_WRITTEN TASK:_
Put only the part of the records that opens with the line containing "Where can the flat" and closes at the end of the records into a numbered list, one line per item. Leave out blank lines and pictures.
## START
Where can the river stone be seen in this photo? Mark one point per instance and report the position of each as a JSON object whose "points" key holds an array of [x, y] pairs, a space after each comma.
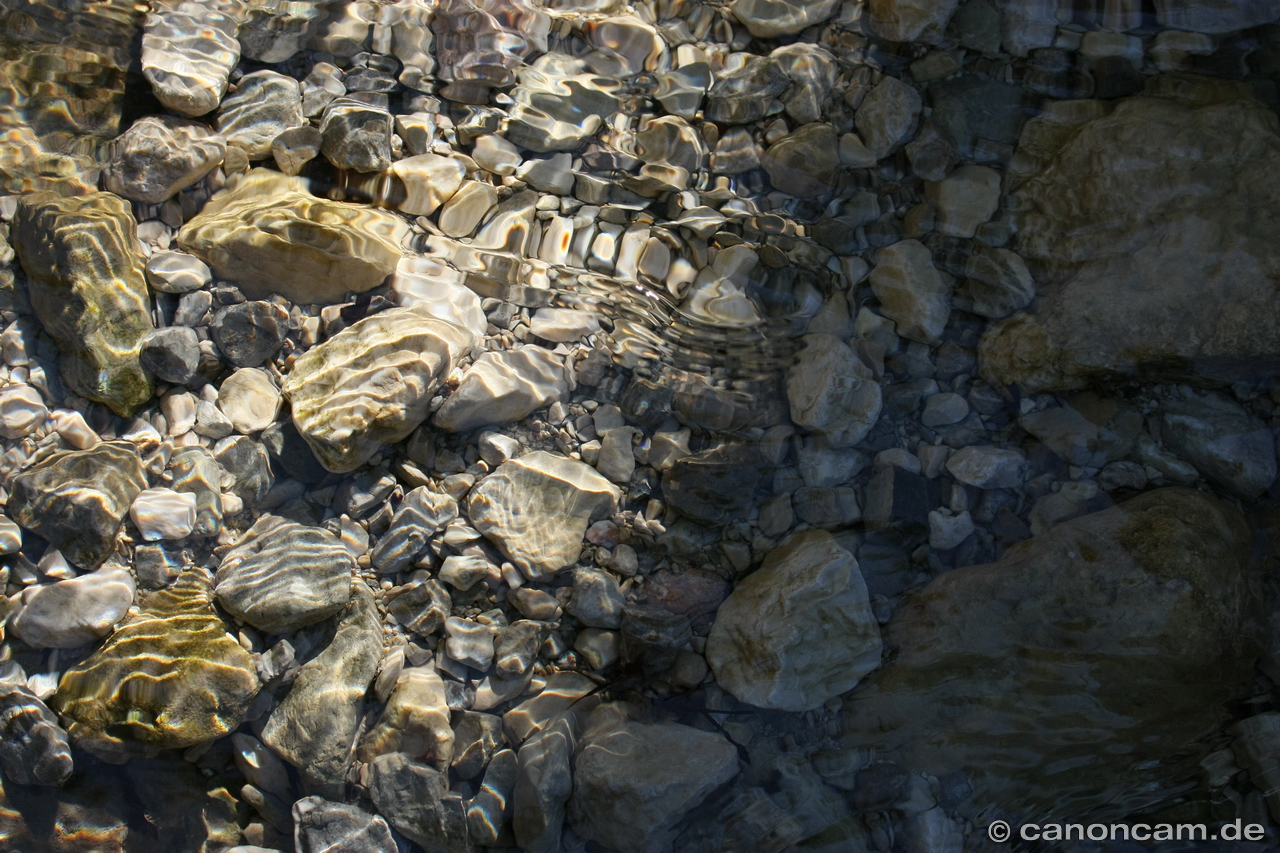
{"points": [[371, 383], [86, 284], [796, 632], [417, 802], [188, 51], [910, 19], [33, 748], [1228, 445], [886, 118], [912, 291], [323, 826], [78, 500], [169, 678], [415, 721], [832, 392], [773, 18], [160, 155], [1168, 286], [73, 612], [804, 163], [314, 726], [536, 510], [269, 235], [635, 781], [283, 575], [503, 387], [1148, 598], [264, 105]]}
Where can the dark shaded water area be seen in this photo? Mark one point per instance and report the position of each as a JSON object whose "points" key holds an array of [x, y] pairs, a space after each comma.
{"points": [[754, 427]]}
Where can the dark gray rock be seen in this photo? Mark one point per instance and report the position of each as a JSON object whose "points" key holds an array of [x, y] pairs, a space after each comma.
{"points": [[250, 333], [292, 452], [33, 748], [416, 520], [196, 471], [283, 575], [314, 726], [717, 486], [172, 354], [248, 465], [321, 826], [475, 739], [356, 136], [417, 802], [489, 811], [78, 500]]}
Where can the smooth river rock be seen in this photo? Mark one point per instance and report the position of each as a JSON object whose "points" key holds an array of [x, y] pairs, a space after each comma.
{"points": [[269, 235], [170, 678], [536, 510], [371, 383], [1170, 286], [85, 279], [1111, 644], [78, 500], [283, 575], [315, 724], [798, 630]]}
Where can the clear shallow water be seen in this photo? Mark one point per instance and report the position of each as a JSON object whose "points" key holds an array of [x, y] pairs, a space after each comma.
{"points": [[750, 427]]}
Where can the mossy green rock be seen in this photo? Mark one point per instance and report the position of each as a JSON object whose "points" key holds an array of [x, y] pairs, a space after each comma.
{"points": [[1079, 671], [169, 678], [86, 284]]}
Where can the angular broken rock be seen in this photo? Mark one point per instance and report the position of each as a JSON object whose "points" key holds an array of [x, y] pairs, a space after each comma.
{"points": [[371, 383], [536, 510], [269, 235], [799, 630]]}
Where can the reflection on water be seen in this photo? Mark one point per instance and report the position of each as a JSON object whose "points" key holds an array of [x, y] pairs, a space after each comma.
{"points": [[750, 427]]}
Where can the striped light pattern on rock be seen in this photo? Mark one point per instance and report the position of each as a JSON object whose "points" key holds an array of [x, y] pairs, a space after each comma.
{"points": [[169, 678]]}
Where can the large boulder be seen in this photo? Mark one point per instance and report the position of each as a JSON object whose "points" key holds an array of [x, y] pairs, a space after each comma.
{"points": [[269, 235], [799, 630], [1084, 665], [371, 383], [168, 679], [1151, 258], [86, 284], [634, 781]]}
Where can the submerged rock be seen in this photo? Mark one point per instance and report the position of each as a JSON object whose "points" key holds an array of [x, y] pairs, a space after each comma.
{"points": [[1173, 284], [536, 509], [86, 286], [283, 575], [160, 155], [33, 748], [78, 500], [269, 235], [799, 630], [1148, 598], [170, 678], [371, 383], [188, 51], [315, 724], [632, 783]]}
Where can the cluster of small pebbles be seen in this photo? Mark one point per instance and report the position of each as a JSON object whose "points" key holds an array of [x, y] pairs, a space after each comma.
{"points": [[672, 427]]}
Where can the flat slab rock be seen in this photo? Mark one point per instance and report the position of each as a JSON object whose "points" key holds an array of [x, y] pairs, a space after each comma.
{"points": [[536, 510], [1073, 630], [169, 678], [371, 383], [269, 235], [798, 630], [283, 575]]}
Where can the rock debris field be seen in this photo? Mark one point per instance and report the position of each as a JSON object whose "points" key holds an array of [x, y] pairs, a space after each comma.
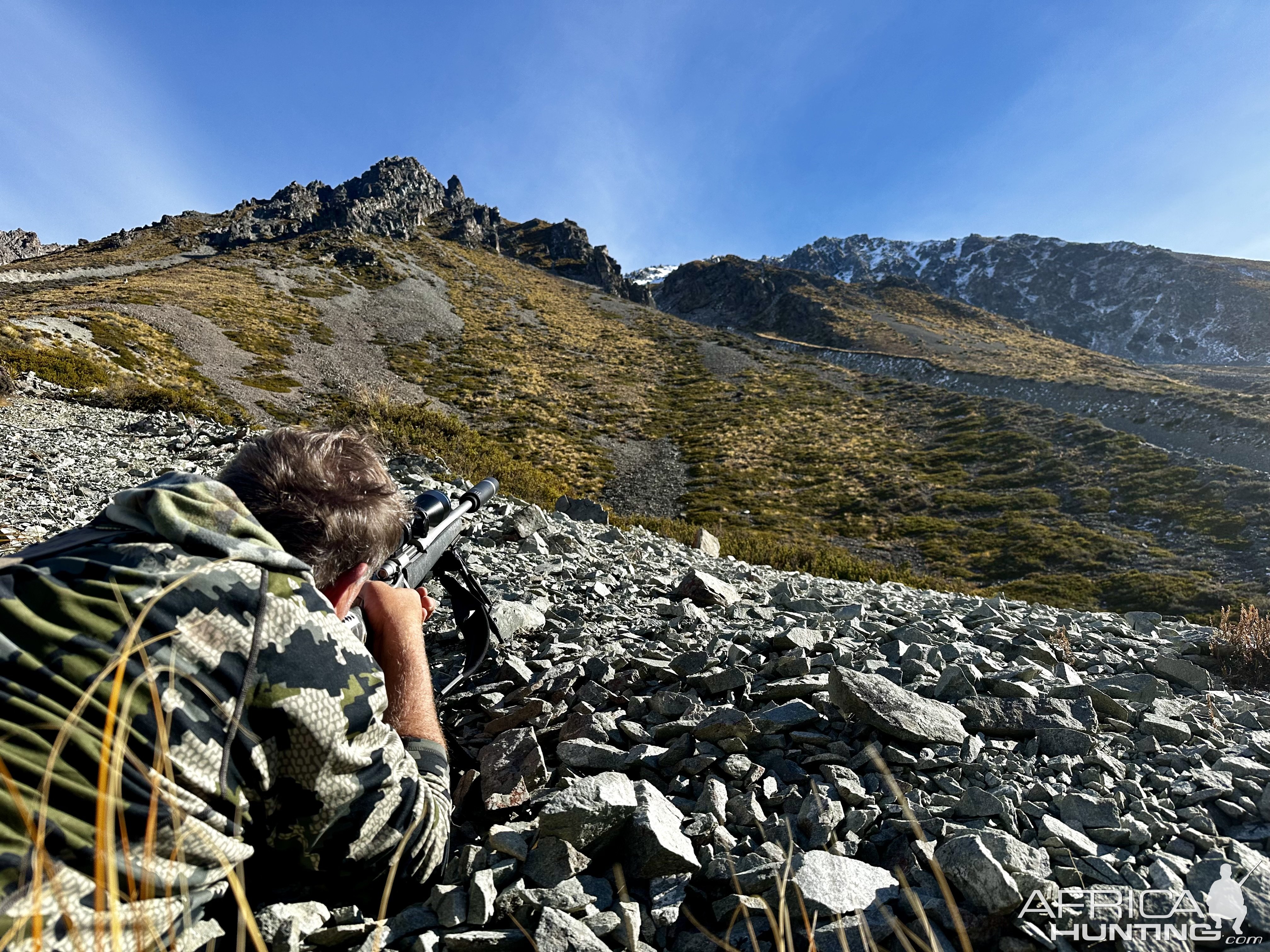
## END
_WRITTEN REPLY:_
1. Where can the flat slab rock be seen in this photo? Mark one point per instance and report the position of each as a JSON object whose "points" key holds an array of [x, y] pairs, a space after each comma.
2. {"points": [[536, 510], [1073, 630], [169, 678], [371, 383], [269, 235], [798, 630], [283, 575]]}
3. Where can the rock debris field be seen in this photo? Mark one point per instance and report the position of each as a JSON object whose "points" key holds an array of [x, y] pairs, a space after each comma.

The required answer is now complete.